(Beginning of Dataset content)
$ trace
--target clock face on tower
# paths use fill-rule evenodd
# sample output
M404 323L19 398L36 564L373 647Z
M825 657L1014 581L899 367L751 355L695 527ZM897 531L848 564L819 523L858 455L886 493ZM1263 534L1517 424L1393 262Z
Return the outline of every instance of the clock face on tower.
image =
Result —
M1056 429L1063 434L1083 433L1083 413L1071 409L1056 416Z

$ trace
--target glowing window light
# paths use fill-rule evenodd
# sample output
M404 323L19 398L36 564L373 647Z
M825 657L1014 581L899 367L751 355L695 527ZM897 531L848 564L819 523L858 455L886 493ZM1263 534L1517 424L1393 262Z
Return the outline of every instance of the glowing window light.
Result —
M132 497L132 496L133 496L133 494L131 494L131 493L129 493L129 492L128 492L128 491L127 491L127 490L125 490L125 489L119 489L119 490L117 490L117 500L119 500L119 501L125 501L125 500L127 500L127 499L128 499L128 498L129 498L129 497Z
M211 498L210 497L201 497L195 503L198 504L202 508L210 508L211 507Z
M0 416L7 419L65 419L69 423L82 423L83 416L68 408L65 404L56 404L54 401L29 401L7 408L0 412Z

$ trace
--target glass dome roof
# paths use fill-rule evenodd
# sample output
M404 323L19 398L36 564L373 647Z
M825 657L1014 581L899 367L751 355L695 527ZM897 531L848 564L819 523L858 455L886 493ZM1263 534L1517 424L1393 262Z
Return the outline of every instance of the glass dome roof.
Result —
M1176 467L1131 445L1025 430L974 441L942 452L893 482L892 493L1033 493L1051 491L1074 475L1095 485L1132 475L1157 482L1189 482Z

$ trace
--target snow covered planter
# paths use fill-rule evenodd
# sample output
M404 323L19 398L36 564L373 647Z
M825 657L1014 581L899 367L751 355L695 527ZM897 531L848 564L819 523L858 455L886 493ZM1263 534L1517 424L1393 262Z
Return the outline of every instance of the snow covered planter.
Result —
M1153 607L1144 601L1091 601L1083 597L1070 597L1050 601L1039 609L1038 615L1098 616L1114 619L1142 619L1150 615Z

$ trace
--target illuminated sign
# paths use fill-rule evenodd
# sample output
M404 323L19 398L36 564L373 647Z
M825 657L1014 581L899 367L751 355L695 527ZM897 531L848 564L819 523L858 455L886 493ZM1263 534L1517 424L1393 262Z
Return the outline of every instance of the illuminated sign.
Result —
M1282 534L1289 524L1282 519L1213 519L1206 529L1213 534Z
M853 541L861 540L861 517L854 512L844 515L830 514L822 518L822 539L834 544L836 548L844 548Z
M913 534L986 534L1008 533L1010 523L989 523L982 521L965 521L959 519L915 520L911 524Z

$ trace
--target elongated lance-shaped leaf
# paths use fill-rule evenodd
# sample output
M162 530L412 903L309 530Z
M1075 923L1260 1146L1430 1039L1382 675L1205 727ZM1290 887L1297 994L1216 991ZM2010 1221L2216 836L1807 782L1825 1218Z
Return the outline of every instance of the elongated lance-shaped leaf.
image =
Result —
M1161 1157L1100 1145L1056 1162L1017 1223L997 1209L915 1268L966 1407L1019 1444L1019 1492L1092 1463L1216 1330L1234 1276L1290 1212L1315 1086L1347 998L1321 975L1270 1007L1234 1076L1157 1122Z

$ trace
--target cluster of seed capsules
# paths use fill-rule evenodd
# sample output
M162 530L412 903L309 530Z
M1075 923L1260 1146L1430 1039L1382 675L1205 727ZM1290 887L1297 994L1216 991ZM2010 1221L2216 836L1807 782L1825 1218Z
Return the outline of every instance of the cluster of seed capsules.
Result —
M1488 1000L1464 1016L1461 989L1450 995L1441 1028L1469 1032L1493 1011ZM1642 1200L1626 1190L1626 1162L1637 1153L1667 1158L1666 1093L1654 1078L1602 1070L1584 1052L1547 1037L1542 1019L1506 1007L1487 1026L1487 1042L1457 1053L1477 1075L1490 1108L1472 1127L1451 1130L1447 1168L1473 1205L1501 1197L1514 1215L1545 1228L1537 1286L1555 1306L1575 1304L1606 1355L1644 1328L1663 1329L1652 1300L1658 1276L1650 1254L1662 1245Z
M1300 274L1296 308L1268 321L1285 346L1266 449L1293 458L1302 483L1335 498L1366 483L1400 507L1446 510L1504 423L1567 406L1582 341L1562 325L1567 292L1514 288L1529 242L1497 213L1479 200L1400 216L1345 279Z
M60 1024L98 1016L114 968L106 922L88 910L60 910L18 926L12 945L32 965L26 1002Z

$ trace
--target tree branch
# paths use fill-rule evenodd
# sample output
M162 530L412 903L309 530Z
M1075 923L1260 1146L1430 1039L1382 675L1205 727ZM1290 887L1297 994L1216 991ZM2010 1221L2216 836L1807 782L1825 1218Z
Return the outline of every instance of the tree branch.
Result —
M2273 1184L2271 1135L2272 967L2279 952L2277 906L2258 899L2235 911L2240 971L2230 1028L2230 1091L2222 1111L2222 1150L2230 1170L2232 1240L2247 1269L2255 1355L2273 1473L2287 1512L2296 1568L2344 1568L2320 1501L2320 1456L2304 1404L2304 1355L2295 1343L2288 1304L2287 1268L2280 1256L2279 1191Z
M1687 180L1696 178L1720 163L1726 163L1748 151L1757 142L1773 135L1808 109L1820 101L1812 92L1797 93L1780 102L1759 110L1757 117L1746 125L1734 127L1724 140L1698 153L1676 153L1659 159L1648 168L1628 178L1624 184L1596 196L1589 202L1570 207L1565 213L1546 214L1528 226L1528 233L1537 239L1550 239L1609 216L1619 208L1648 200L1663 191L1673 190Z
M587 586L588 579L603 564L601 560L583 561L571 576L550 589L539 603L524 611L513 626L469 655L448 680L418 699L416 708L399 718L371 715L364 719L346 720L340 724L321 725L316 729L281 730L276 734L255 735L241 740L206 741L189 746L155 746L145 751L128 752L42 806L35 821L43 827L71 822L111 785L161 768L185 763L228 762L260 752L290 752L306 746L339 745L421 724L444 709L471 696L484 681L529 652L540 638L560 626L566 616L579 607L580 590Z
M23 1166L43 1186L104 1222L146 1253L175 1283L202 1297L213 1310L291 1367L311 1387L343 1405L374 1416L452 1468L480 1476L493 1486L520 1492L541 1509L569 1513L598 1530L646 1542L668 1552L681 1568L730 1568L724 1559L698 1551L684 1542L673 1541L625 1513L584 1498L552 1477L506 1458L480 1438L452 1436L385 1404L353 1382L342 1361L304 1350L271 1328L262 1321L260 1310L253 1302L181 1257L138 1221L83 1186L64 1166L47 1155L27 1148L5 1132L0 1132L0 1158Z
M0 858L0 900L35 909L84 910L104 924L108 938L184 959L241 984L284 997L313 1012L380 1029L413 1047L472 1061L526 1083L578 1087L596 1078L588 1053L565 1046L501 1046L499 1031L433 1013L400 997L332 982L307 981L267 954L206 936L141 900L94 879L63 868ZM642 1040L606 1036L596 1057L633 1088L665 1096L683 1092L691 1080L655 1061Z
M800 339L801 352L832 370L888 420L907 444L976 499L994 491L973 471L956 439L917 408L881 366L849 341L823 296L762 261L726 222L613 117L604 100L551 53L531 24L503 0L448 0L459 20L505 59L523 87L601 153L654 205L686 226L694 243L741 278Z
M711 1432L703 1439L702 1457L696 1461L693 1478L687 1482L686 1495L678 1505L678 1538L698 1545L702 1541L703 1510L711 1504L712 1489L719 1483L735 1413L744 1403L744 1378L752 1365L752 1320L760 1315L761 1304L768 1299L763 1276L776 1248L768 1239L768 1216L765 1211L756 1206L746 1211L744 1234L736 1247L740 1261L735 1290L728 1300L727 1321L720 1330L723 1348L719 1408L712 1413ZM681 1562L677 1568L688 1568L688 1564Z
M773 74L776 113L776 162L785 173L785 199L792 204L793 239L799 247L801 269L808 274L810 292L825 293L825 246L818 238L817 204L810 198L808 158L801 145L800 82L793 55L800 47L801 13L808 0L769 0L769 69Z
(End of Dataset content)
§ What you need to do:
Search term "shaped": return each line of the data that contains it.

§ Output of the exercise:
--target elongated lance-shaped leaf
Return the outline of every instance of the elongated lance-shaped leaf.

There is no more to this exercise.